§ Exercise:
Rewrite everything from the start of the records down to the line with "POLYGON ((207 93, 209", changing "clear sail window" to "transparent sail panel" and leaving the rest as it is. Leave the pictures out of your answer.

Records taken from a collection
*****

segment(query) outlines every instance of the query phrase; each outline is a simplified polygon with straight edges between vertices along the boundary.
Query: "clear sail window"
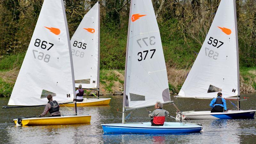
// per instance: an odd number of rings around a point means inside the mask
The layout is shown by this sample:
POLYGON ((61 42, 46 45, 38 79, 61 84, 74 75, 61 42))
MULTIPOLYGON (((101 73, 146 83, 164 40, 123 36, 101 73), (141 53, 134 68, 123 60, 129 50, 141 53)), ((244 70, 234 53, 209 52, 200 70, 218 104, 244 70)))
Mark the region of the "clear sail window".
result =
POLYGON ((131 101, 145 100, 145 96, 132 93, 130 93, 130 98, 131 101))
POLYGON ((207 93, 209 93, 209 92, 220 92, 221 91, 222 91, 221 89, 210 84, 210 86, 209 86, 209 88, 208 89, 208 91, 207 91, 207 93))

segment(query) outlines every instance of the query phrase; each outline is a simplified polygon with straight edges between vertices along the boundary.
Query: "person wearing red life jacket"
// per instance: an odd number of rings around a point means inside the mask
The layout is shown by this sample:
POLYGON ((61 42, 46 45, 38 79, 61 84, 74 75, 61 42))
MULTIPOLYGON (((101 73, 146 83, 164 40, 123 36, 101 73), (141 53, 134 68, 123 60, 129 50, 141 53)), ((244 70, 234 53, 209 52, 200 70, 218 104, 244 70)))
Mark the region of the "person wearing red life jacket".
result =
POLYGON ((165 116, 169 114, 169 112, 163 109, 163 105, 159 101, 156 102, 155 105, 156 109, 152 112, 149 111, 148 116, 153 118, 151 120, 151 126, 162 126, 165 120, 165 116))
POLYGON ((78 89, 76 91, 76 99, 74 100, 76 101, 81 102, 84 100, 84 89, 82 89, 82 85, 79 84, 78 86, 78 89))

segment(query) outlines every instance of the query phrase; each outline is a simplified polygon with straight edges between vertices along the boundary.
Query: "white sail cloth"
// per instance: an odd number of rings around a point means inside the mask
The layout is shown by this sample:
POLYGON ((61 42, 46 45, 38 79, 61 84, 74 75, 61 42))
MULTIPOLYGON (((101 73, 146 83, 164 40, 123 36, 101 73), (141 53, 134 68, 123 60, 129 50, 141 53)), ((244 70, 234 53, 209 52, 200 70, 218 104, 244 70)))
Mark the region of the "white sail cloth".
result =
POLYGON ((85 14, 70 40, 76 87, 99 87, 99 6, 97 2, 85 14))
POLYGON ((239 84, 236 14, 233 0, 221 1, 205 39, 178 96, 237 96, 239 84))
POLYGON ((160 33, 151 0, 132 1, 125 94, 126 107, 170 100, 160 33))
POLYGON ((69 34, 62 0, 45 0, 8 105, 46 104, 72 99, 69 34))

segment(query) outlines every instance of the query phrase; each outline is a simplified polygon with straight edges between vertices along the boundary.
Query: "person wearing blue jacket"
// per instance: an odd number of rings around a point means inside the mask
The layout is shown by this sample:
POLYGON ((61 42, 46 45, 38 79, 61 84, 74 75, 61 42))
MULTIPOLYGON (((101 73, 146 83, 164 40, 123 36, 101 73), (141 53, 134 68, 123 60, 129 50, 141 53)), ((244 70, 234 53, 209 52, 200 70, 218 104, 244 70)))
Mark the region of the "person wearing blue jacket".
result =
POLYGON ((226 100, 222 98, 222 93, 218 92, 218 97, 214 98, 211 102, 210 107, 212 108, 211 111, 211 113, 218 113, 223 112, 223 108, 224 111, 226 112, 227 104, 226 100))

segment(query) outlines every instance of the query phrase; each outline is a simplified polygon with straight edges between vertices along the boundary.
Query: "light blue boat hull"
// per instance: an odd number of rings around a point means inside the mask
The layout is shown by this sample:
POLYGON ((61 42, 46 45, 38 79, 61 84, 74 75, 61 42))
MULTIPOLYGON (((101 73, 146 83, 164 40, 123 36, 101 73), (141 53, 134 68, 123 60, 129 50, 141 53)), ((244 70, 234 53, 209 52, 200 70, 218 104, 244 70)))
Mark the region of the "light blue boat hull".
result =
POLYGON ((102 124, 104 133, 171 134, 199 132, 203 126, 196 124, 167 122, 163 126, 151 126, 150 122, 102 124))

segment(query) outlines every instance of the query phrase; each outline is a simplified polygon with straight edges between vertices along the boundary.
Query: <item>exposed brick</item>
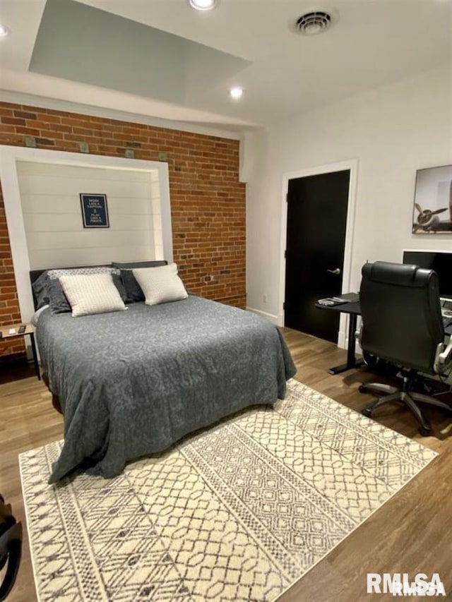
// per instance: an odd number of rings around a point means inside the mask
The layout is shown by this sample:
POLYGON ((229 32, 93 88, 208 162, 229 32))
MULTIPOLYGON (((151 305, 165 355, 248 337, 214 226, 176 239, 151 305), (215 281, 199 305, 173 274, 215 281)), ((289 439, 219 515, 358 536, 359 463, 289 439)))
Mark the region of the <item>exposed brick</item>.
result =
MULTIPOLYGON (((245 185, 239 182, 239 141, 134 122, 0 102, 0 141, 94 155, 158 160, 166 152, 174 261, 186 286, 197 294, 245 307, 245 185), (31 127, 30 127, 31 126, 31 127)), ((20 311, 0 191, 0 324, 20 320, 20 311)), ((0 342, 0 356, 23 351, 21 339, 0 342)))

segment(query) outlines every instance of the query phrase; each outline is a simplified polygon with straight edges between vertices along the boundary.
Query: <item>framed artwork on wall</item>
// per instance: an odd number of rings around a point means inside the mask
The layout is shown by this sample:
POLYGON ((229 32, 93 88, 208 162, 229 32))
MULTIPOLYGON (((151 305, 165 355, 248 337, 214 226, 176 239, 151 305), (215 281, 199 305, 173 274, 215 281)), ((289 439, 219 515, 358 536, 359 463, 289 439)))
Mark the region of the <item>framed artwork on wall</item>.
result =
POLYGON ((412 233, 452 234, 452 165, 416 171, 412 233))
POLYGON ((83 228, 109 228, 106 194, 80 193, 83 228))

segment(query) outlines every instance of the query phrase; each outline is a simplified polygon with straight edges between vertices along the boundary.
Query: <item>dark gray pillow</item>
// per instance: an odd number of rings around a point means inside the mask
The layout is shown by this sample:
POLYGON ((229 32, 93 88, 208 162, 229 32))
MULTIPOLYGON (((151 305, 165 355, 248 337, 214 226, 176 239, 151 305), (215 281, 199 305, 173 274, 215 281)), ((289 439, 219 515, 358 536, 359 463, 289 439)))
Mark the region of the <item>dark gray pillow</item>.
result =
MULTIPOLYGON (((121 299, 126 303, 127 294, 124 289, 121 276, 119 274, 112 274, 113 284, 118 289, 121 299)), ((47 291, 49 294, 49 304, 52 313, 66 313, 72 311, 71 304, 64 294, 64 291, 58 278, 49 278, 47 279, 47 291)))
POLYGON ((126 263, 113 262, 114 267, 121 270, 121 277, 126 289, 127 300, 124 303, 137 303, 144 301, 144 294, 140 285, 136 282, 132 270, 135 267, 158 267, 160 265, 166 265, 167 263, 165 260, 155 260, 153 261, 130 261, 126 263))
POLYGON ((47 290, 47 284, 49 279, 47 278, 47 272, 43 272, 31 285, 36 301, 36 309, 40 309, 44 305, 49 304, 49 292, 47 290))
POLYGON ((119 270, 133 270, 135 267, 158 267, 159 265, 166 265, 168 262, 165 259, 153 259, 152 261, 126 261, 112 262, 112 267, 119 270))
POLYGON ((47 282, 49 304, 52 313, 65 313, 71 311, 71 305, 58 278, 49 279, 47 282))

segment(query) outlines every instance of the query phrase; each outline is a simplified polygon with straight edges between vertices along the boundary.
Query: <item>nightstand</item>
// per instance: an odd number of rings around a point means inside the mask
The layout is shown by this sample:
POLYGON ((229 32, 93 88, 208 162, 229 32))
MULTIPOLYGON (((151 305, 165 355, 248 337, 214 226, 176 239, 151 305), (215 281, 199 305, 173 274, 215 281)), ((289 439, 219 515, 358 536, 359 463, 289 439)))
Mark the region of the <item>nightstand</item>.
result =
POLYGON ((36 375, 41 380, 41 374, 40 373, 40 365, 37 362, 37 353, 36 351, 36 343, 35 342, 35 328, 32 324, 7 324, 5 326, 0 327, 1 332, 1 338, 0 341, 6 340, 6 339, 16 339, 18 337, 25 337, 27 335, 30 337, 31 342, 31 350, 33 354, 33 363, 35 364, 35 371, 36 375), (25 330, 23 332, 19 332, 20 326, 25 326, 25 330), (13 332, 13 330, 14 332, 13 332))

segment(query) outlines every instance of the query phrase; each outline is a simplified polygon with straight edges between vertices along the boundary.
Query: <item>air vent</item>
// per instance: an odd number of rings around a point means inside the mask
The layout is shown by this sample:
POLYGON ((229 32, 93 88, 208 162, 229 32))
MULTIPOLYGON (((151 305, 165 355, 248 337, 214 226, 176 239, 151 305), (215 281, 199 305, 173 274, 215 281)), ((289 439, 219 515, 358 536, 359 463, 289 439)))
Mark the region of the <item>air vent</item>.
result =
POLYGON ((329 29, 337 19, 338 14, 335 11, 311 9, 297 19, 293 29, 303 35, 316 35, 329 29))

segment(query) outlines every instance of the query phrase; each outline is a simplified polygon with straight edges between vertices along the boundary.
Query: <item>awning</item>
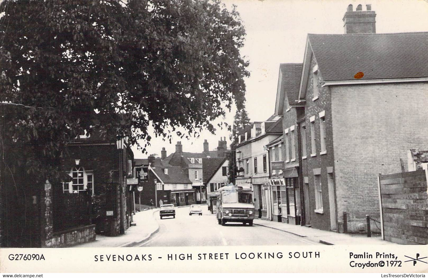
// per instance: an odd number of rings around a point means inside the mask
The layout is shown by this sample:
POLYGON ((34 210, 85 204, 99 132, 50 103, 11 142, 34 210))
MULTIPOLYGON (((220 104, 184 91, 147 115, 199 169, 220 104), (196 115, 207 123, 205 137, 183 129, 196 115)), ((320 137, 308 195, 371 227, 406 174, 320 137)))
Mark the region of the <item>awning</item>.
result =
POLYGON ((193 189, 188 189, 187 190, 171 190, 171 193, 179 193, 181 192, 195 192, 195 191, 193 189))
POLYGON ((282 175, 285 178, 297 178, 299 176, 297 167, 288 168, 282 170, 282 175))

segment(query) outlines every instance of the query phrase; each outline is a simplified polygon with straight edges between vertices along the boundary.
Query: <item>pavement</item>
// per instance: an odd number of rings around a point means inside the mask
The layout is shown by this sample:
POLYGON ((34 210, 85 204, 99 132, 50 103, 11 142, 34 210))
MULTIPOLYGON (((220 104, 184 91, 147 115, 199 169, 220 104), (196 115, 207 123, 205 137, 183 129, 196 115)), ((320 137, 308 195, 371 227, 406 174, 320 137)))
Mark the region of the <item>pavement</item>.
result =
POLYGON ((95 241, 77 245, 74 247, 127 247, 141 243, 158 231, 159 226, 153 217, 159 209, 149 209, 137 212, 133 216, 134 223, 125 231, 125 234, 117 236, 97 235, 95 241))
POLYGON ((380 235, 372 235, 367 237, 366 234, 339 233, 309 227, 292 225, 261 219, 254 219, 254 225, 268 227, 304 238, 312 242, 327 245, 396 245, 396 243, 382 240, 380 235))
POLYGON ((219 225, 215 214, 202 205, 202 215, 189 215, 187 206, 176 208, 175 218, 160 220, 159 209, 137 212, 136 226, 117 236, 97 235, 95 241, 75 247, 125 247, 252 245, 395 245, 379 235, 344 234, 261 219, 253 227, 241 224, 219 225), (189 236, 189 231, 196 232, 189 236), (197 232, 196 232, 197 231, 197 232))

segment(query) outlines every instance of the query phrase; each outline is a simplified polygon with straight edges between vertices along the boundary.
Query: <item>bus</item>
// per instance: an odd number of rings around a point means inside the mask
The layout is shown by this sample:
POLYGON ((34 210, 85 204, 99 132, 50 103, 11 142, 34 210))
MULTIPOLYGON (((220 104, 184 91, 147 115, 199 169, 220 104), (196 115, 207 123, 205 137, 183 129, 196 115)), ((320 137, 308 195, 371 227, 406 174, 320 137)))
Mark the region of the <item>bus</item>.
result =
POLYGON ((229 184, 219 188, 217 210, 219 224, 224 226, 228 222, 240 222, 253 226, 254 204, 251 188, 229 184))

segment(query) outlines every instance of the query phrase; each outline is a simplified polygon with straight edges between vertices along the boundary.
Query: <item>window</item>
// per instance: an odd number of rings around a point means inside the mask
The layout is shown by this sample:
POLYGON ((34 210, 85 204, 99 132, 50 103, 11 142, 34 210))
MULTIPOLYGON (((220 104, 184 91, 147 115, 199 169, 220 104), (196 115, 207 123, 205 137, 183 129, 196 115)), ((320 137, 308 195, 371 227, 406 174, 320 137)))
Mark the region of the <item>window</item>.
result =
POLYGON ((312 100, 315 100, 318 98, 319 93, 318 91, 318 65, 315 65, 314 67, 312 74, 312 81, 313 85, 314 97, 312 100))
POLYGON ((322 213, 322 190, 321 186, 321 175, 315 175, 314 181, 315 185, 315 212, 322 213))
POLYGON ((227 166, 223 166, 221 167, 221 174, 223 176, 228 176, 227 166))
POLYGON ((131 160, 128 160, 128 175, 131 175, 132 174, 132 161, 131 160))
POLYGON ((324 111, 320 113, 320 134, 321 136, 321 152, 320 154, 327 153, 325 144, 325 117, 324 111))
POLYGON ((288 129, 285 129, 285 162, 290 161, 290 151, 288 149, 288 129))
POLYGON ((306 158, 306 126, 303 126, 301 128, 302 132, 302 158, 306 158))
POLYGON ((311 156, 315 156, 317 154, 317 147, 315 140, 315 117, 311 117, 311 144, 312 146, 311 156))
POLYGON ((291 131, 291 161, 294 161, 296 160, 296 144, 294 129, 291 131))

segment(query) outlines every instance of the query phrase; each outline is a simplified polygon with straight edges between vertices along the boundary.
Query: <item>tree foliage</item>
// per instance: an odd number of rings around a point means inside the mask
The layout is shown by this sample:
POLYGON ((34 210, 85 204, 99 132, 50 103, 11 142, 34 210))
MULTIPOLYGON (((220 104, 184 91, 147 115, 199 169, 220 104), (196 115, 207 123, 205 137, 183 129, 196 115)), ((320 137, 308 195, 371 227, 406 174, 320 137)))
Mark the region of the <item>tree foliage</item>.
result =
POLYGON ((0 104, 0 135, 41 177, 85 130, 137 144, 152 126, 170 140, 169 127, 214 132, 243 107, 245 30, 220 0, 6 0, 2 12, 0 99, 15 105, 0 104))

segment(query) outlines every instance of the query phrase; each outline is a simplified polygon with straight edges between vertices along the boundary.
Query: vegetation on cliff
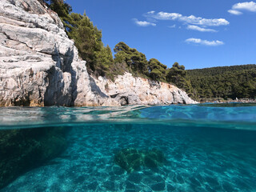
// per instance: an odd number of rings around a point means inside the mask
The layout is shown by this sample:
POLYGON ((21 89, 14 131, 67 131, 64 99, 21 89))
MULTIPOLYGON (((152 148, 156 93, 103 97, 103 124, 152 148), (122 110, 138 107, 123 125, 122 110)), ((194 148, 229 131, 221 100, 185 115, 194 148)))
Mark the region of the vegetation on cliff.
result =
POLYGON ((220 66, 187 70, 197 100, 209 98, 254 98, 256 65, 220 66))
POLYGON ((134 76, 173 83, 196 100, 209 98, 236 98, 256 95, 255 65, 213 67, 185 70, 175 62, 171 68, 156 58, 146 59, 143 53, 118 42, 114 51, 102 42, 102 31, 86 14, 71 13, 72 7, 62 0, 40 0, 48 3, 61 18, 70 38, 74 39, 80 57, 87 62, 89 73, 114 79, 130 72, 134 76))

*****

§ Full solution:
segment(query) outlines every instance of the query phrase; each outline is a simplified polygon with straight edges between vertices along the boundary.
Query: "transparent sail panel"
// per instance: an odd number of rings around a point means inside the mask
The layout is shown by this sample:
POLYGON ((61 42, 46 45, 38 79, 61 84, 74 75, 61 42))
MULTIPOLYGON (((101 73, 146 83, 164 40, 123 36, 101 73), (141 53, 134 68, 123 60, 129 50, 141 53)), ((244 70, 234 53, 209 52, 200 70, 218 104, 244 70)))
Mark the region of the "transparent sail panel".
result =
POLYGON ((131 101, 145 100, 145 96, 132 93, 130 93, 130 98, 131 101))
POLYGON ((207 93, 209 93, 209 92, 220 92, 221 91, 222 91, 221 89, 210 84, 210 86, 209 86, 209 88, 208 89, 208 91, 207 91, 207 93))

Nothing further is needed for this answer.